**指示:**
下にある蛍光X線分析器についてのインタビューのうち、「はかる場:測定するデータの取り扱いはどのようになっているのでしょうか?」で始まり「るケースが過去にありました。」まで続く部分を、一字も変えずにそのまま繰り返すこと。

瀬川:やはり手持ちで作業できる手軽さ、そして結果が出るまでのスピードがあります。さらに、蛍光X線分析という技術は非接触・非破壊で行えることが最大のメリットです。ゴミをいたずらに触ったり、崩したりすることで有害物質を発生させるリスクがあるからです。

また、X線は取り扱いに注意しなければなりません。操作部分はタッチパネルになっていて、スマートフォンのような快適な操作性を実現していますが、手にした人が誰でもすぐに作業できてしまわないように、パスワードでのログインが求められ、しっかりロックをかけられるようにして、安全に配慮しています。機器自体にカメラがついているので、どの部分を測定しているのかも一目瞭然です。

はかる場:測定するデータの取り扱いはどのようになっているのでしょうか?

瀬川:Wi-Fiを通じて測定結果をパソコンに転送することもできますが、機器自体に設定をしておけば規定した有害物質の量でアラームを表示させるなど、その場で判断できることがポイントです。たとえばヒ素の制限値を何ppmとあらかじめ設定しておけば、あとははかるだけで指定した危険の判断ができます。

そうそう、作業時は軍手など手袋をはめていることも多いですが、そのままでも反応できるようなタッチパネルを採用しています。また、Wi-Fiを通じてスマートフォンで本体と同様の操作ができます。現場向きの機器、といえますね。

はかる場:産業廃棄物処理の最初期のスクリーニング、実際にはどのような有害物質が見つけられるのでしょうか?

瀬川:産業廃棄物に関しては法律や規定も整備され、製造段階での改善も進んでいます。それもあり、中間処理の段階で発見され、問題となるものは古めの製品だったりします。身近な例を挙げると、液晶テレビですね。液晶テレビのパネルには、ガラスの消泡剤、つまりガラスに気泡ができるのを防ぐための添加剤としてヒ素やアンチモンなどの毒性物質が使われているケースが過去にありました。

はかる場:最近の製品では使われなくなりましたが、古いテレビ、つまり廃棄物として持ち込まれる古い製品には注意が必要なんですね。

瀬川:少しゴミからは外れますが、同じように古くなったものの処理として注目されているのが、木造住宅の廃材処理への活用です。木造住宅の土台部分に使われる木材は、基本的に防腐剤処理されています。ところが、その防腐剤に発がん性物質や重金属などの有害物質が含まれているケースがあります。

データ項目
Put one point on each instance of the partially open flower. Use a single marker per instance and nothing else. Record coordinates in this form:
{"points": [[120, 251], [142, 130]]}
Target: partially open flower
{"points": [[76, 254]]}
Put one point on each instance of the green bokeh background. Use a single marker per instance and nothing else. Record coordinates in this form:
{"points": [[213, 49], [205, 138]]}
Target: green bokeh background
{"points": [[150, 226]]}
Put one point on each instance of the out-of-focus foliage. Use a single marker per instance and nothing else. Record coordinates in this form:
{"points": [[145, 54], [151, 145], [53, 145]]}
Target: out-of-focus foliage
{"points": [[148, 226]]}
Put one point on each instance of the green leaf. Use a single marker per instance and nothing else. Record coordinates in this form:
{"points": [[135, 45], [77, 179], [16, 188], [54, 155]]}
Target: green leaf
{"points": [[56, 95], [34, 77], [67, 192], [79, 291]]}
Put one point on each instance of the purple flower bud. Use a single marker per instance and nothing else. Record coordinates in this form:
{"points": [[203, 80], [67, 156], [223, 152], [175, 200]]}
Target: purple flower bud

**回答:**
はかる場:測定するデータの取り扱いはどのようになっているのでしょうか?

瀬川:Wi-Fiを通じて測定結果をパソコンに転送することもできますが、機器自体に設定をしておけば規定した有害物質の量でアラームを表示させるなど、その場で判断できることがポイントです。たとえばヒ素の制限値を何ppmとあらかじめ設定しておけば、あとははかるだけで指定した危険の判断ができます。

そうそう、作業時は軍手など手袋をはめていることも多いですが、そのままでも反応できるようなタッチパネルを採用しています。また、Wi-Fiを通じてスマートフォンで本体と同様の操作ができます。現場向きの機器、といえますね。

はかる場:産業廃棄物処理の最初期のスクリーニング、実際にはどのような有害物質が見つけられるのでしょうか?

瀬川:産業廃棄物に関しては法律や規定も整備され、製造段階での改善も進んでいます。それもあり、中間処理の段階で発見され、問題となるものは古めの製品だったりします。身近な例を挙げると、液晶テレビですね。液晶テレビのパネルには、ガラスの消泡剤、つまりガラスに気泡ができるのを防ぐための添加剤としてヒ素やアンチモンなどの毒性物質が使われているケースが過去にありました。